Update the rows below, from the start through the line containing "point(376, 85)", by replacing "light blue" with "pale blue" wherever it occurs and rewriting those lines with nothing else changed. Leave the pictures out of your answer.

# start of DATA SUPPLIED

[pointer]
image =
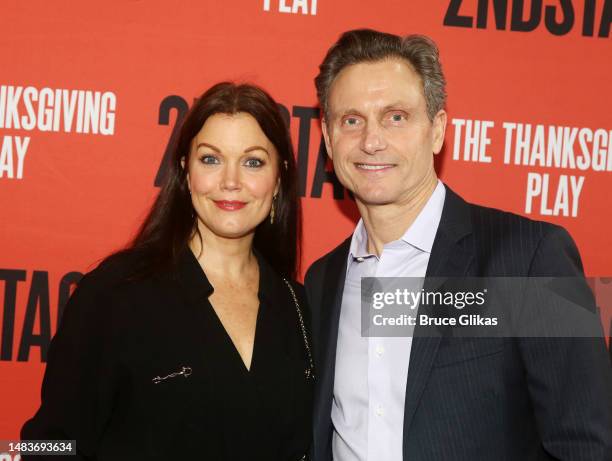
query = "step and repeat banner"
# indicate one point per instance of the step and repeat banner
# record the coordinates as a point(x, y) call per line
point(91, 92)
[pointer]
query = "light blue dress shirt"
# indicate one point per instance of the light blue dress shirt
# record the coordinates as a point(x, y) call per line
point(371, 372)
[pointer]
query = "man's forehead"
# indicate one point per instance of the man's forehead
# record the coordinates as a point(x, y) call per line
point(376, 85)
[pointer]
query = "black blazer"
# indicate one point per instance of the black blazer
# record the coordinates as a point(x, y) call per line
point(482, 398)
point(116, 337)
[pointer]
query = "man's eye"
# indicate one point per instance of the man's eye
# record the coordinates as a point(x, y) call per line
point(395, 117)
point(209, 159)
point(254, 163)
point(351, 121)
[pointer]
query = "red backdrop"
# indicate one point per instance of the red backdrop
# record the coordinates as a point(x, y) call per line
point(90, 93)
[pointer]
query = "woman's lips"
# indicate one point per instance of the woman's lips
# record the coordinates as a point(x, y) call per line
point(230, 205)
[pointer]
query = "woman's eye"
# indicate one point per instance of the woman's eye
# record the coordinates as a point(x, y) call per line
point(254, 163)
point(209, 160)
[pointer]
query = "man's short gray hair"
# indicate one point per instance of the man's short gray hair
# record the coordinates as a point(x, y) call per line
point(366, 45)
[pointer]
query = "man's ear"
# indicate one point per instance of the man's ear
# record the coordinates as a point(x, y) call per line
point(326, 138)
point(438, 130)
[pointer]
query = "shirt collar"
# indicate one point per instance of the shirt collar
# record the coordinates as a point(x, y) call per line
point(196, 285)
point(420, 234)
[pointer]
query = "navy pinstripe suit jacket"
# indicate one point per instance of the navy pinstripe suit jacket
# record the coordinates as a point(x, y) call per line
point(476, 398)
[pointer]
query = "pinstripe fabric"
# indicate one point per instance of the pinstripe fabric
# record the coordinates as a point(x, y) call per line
point(482, 398)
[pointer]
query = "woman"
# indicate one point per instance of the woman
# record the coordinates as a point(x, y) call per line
point(192, 342)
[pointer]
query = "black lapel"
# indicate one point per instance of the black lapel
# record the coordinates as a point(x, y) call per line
point(449, 258)
point(331, 301)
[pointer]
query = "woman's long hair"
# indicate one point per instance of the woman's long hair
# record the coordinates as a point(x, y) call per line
point(172, 222)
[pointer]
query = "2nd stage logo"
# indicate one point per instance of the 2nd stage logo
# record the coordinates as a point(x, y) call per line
point(559, 19)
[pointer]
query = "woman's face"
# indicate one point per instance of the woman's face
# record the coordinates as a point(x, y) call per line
point(232, 174)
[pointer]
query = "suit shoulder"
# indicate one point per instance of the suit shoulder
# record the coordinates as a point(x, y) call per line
point(519, 242)
point(317, 268)
point(500, 225)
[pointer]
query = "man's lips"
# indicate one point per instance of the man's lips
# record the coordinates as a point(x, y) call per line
point(230, 205)
point(374, 166)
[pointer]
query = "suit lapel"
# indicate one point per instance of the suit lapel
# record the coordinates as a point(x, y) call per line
point(331, 301)
point(449, 258)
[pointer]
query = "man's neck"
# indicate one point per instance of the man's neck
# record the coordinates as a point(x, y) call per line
point(387, 223)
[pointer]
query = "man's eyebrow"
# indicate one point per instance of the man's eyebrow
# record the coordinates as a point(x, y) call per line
point(210, 146)
point(252, 148)
point(349, 111)
point(398, 105)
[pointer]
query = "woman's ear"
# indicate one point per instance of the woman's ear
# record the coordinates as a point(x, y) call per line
point(183, 167)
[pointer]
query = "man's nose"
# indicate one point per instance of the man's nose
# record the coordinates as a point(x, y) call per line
point(373, 139)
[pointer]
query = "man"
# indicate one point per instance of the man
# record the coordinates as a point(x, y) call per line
point(432, 397)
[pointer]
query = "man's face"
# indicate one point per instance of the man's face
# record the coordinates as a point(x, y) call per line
point(378, 133)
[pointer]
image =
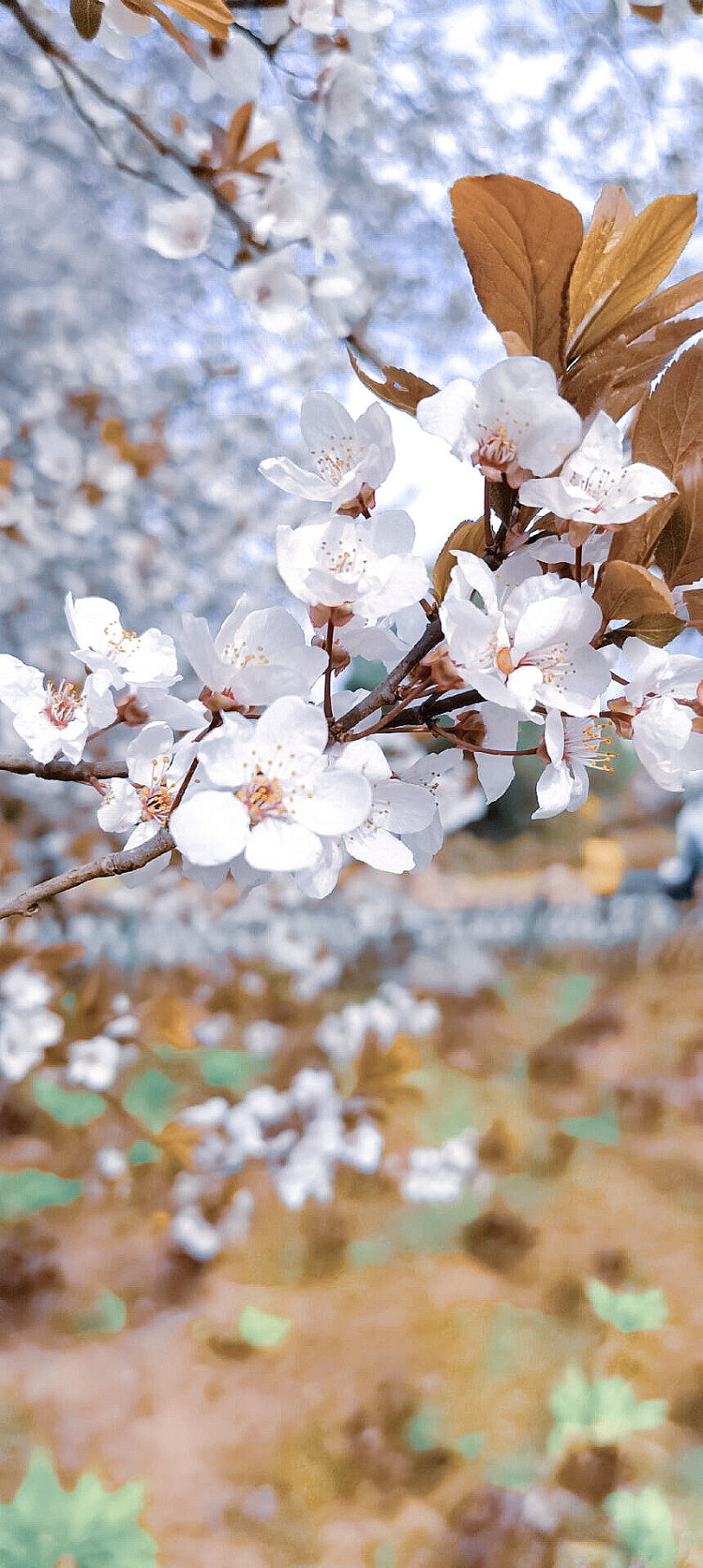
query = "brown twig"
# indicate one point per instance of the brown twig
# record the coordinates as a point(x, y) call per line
point(111, 865)
point(65, 772)
point(388, 690)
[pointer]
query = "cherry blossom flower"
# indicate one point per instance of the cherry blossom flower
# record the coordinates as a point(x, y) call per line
point(255, 658)
point(530, 643)
point(55, 718)
point(95, 1062)
point(351, 455)
point(181, 228)
point(143, 802)
point(512, 423)
point(148, 660)
point(396, 807)
point(274, 292)
point(572, 745)
point(596, 485)
point(275, 795)
point(363, 567)
point(27, 1026)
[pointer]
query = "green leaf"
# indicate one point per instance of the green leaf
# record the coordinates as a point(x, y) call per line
point(153, 1100)
point(602, 1412)
point(600, 1130)
point(143, 1153)
point(644, 1523)
point(32, 1191)
point(74, 1107)
point(228, 1068)
point(107, 1316)
point(96, 1528)
point(262, 1328)
point(626, 1309)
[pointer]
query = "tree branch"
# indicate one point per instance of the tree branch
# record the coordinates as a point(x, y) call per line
point(65, 772)
point(388, 690)
point(111, 865)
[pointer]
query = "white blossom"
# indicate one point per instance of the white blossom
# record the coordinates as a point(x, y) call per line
point(255, 658)
point(596, 485)
point(363, 567)
point(181, 228)
point(531, 643)
point(351, 455)
point(512, 423)
point(274, 292)
point(55, 718)
point(572, 745)
point(275, 795)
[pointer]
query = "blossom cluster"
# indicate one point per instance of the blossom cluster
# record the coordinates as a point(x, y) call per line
point(275, 765)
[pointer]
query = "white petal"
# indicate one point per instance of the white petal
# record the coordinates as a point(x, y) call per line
point(211, 827)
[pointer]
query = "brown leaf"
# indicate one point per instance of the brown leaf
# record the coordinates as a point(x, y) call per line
point(211, 14)
point(694, 604)
point(669, 433)
point(380, 1072)
point(519, 242)
point(635, 259)
point(467, 537)
point(635, 541)
point(237, 132)
point(626, 591)
point(658, 629)
point(400, 388)
point(616, 375)
point(86, 16)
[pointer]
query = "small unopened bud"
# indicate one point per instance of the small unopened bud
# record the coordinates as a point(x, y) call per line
point(471, 730)
point(221, 702)
point(337, 658)
point(361, 505)
point(130, 711)
point(442, 673)
point(337, 614)
point(621, 716)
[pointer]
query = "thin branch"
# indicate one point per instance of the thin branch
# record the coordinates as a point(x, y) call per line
point(111, 865)
point(163, 148)
point(65, 772)
point(388, 690)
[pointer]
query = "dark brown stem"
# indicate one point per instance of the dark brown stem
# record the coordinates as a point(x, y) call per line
point(109, 865)
point(486, 516)
point(328, 673)
point(65, 772)
point(388, 690)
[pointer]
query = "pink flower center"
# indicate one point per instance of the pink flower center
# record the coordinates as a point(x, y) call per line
point(63, 703)
point(262, 798)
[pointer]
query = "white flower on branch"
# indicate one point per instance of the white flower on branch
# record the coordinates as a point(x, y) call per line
point(363, 567)
point(255, 658)
point(148, 660)
point(572, 745)
point(274, 292)
point(512, 423)
point(596, 485)
point(181, 228)
point(275, 795)
point(352, 456)
point(530, 643)
point(396, 807)
point(53, 718)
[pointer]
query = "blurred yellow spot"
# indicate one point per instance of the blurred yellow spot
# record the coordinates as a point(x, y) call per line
point(603, 865)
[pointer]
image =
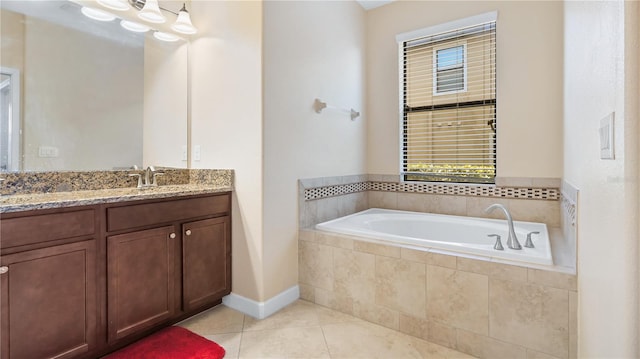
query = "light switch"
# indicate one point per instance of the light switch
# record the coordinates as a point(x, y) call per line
point(607, 143)
point(196, 152)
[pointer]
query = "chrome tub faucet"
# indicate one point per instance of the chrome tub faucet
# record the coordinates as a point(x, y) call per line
point(512, 240)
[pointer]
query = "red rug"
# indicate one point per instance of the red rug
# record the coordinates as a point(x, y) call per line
point(171, 343)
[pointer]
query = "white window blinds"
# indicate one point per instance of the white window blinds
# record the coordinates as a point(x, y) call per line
point(449, 105)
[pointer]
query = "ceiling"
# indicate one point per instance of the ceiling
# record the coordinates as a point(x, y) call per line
point(372, 4)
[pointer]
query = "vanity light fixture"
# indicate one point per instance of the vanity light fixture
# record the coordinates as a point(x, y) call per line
point(183, 24)
point(151, 12)
point(134, 26)
point(165, 36)
point(97, 14)
point(119, 5)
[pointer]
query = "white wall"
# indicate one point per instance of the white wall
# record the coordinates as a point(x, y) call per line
point(226, 120)
point(601, 76)
point(529, 92)
point(312, 49)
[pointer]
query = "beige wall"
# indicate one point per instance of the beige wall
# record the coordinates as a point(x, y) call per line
point(601, 76)
point(12, 44)
point(165, 103)
point(312, 49)
point(529, 141)
point(226, 120)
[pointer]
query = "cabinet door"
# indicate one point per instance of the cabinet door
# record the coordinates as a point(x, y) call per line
point(140, 280)
point(206, 261)
point(48, 302)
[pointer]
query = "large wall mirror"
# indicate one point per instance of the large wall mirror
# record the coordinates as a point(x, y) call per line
point(80, 94)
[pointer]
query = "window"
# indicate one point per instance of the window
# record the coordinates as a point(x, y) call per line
point(448, 97)
point(449, 70)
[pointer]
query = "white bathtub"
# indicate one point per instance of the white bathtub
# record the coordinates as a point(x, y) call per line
point(450, 233)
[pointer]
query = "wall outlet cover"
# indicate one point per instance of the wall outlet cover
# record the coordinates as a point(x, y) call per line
point(607, 143)
point(48, 151)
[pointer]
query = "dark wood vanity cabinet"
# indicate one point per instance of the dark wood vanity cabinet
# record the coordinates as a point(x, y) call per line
point(83, 282)
point(48, 285)
point(140, 280)
point(206, 269)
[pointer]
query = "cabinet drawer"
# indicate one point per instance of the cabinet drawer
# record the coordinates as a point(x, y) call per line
point(46, 227)
point(147, 214)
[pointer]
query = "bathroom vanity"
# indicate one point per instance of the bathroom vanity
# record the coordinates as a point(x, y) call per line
point(84, 280)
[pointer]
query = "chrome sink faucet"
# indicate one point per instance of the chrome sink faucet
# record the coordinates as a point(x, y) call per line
point(148, 173)
point(150, 177)
point(512, 240)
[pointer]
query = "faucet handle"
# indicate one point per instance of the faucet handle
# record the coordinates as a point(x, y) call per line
point(156, 174)
point(529, 243)
point(498, 246)
point(139, 178)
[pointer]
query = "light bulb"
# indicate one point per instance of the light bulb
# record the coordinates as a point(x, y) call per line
point(151, 12)
point(165, 36)
point(183, 23)
point(119, 5)
point(97, 14)
point(134, 26)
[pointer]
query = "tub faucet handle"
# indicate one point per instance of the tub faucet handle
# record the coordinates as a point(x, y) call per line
point(529, 243)
point(498, 246)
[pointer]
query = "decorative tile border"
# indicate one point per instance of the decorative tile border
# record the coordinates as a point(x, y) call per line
point(433, 188)
point(337, 190)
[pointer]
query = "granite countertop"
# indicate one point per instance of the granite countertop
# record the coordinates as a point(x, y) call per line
point(24, 202)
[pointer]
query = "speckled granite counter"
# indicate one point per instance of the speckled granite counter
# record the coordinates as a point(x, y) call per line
point(194, 182)
point(15, 203)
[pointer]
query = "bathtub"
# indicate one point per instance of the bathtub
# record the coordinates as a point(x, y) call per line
point(444, 232)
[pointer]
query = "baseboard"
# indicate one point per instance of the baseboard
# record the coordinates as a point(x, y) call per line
point(261, 310)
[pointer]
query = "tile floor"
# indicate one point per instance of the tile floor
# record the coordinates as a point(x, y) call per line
point(307, 330)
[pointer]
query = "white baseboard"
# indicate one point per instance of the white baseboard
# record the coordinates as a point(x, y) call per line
point(261, 310)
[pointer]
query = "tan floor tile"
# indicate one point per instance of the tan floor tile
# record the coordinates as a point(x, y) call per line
point(299, 314)
point(230, 343)
point(218, 320)
point(284, 343)
point(366, 340)
point(330, 316)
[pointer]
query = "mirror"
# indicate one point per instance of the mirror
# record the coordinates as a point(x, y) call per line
point(79, 94)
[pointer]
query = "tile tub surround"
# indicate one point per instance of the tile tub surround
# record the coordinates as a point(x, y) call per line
point(323, 199)
point(540, 200)
point(482, 308)
point(67, 181)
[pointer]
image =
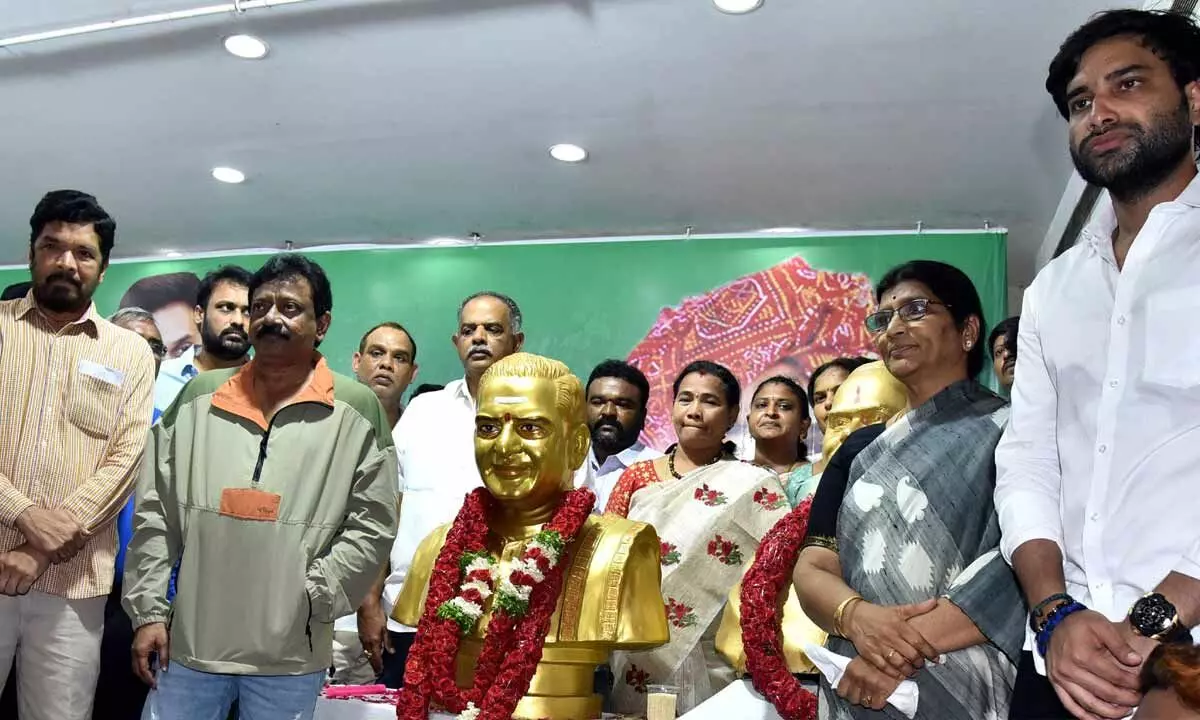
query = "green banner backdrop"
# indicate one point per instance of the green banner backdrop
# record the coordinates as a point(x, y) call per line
point(759, 305)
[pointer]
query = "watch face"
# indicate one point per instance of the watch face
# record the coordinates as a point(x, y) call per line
point(1152, 615)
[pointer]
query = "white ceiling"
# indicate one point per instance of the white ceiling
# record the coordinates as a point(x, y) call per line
point(403, 120)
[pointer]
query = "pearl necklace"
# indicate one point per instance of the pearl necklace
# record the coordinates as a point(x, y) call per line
point(675, 473)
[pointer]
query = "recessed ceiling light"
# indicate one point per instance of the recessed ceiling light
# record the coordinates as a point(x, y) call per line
point(568, 153)
point(246, 47)
point(737, 6)
point(229, 175)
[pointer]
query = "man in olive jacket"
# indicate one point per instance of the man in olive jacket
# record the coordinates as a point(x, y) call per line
point(275, 484)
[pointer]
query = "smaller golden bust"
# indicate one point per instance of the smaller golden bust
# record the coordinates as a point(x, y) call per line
point(531, 436)
point(869, 395)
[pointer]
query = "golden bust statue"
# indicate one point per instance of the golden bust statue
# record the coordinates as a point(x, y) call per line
point(869, 395)
point(531, 437)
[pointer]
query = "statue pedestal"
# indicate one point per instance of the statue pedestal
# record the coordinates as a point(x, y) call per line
point(739, 700)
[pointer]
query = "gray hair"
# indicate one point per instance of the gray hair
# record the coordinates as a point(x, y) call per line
point(127, 316)
point(514, 310)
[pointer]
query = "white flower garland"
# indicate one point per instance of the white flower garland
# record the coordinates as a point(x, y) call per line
point(471, 713)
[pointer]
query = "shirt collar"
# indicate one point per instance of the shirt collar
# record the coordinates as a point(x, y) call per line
point(87, 322)
point(459, 389)
point(237, 395)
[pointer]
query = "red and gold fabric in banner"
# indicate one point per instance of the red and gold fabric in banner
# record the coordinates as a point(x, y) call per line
point(786, 319)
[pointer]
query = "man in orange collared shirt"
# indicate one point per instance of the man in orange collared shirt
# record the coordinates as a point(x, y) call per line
point(274, 486)
point(75, 409)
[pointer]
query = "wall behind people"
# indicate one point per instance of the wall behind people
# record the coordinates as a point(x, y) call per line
point(757, 305)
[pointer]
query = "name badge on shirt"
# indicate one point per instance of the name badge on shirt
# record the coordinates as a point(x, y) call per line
point(105, 375)
point(246, 503)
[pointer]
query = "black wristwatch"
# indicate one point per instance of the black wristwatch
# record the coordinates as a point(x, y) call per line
point(1153, 616)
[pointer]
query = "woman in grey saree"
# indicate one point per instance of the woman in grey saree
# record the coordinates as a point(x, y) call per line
point(901, 562)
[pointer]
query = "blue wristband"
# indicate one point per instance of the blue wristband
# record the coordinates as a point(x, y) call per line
point(1056, 617)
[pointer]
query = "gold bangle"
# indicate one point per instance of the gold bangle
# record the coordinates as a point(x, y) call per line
point(841, 611)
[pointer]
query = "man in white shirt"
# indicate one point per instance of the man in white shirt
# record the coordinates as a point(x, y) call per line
point(617, 396)
point(387, 363)
point(221, 312)
point(1097, 471)
point(436, 449)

# end of DATA SUPPLIED

#### ANSWER TO THIS EXERCISE
[pointer]
image =
query = "step and repeat banner"
# indicate one point per instance of the step and repeat banner
# record the coordinates as a point(x, y) call per line
point(91, 92)
[pointer]
query = "pale blue dress shirt"
# indicate one point per instance of the pale blue dress shirt
# record the coordinates as a point(x, y) call per line
point(371, 372)
[pointer]
query = "man's forehead"
# indicate one point per instance of the man's forehead
# record the coordinates as a point(x, y) call per line
point(376, 85)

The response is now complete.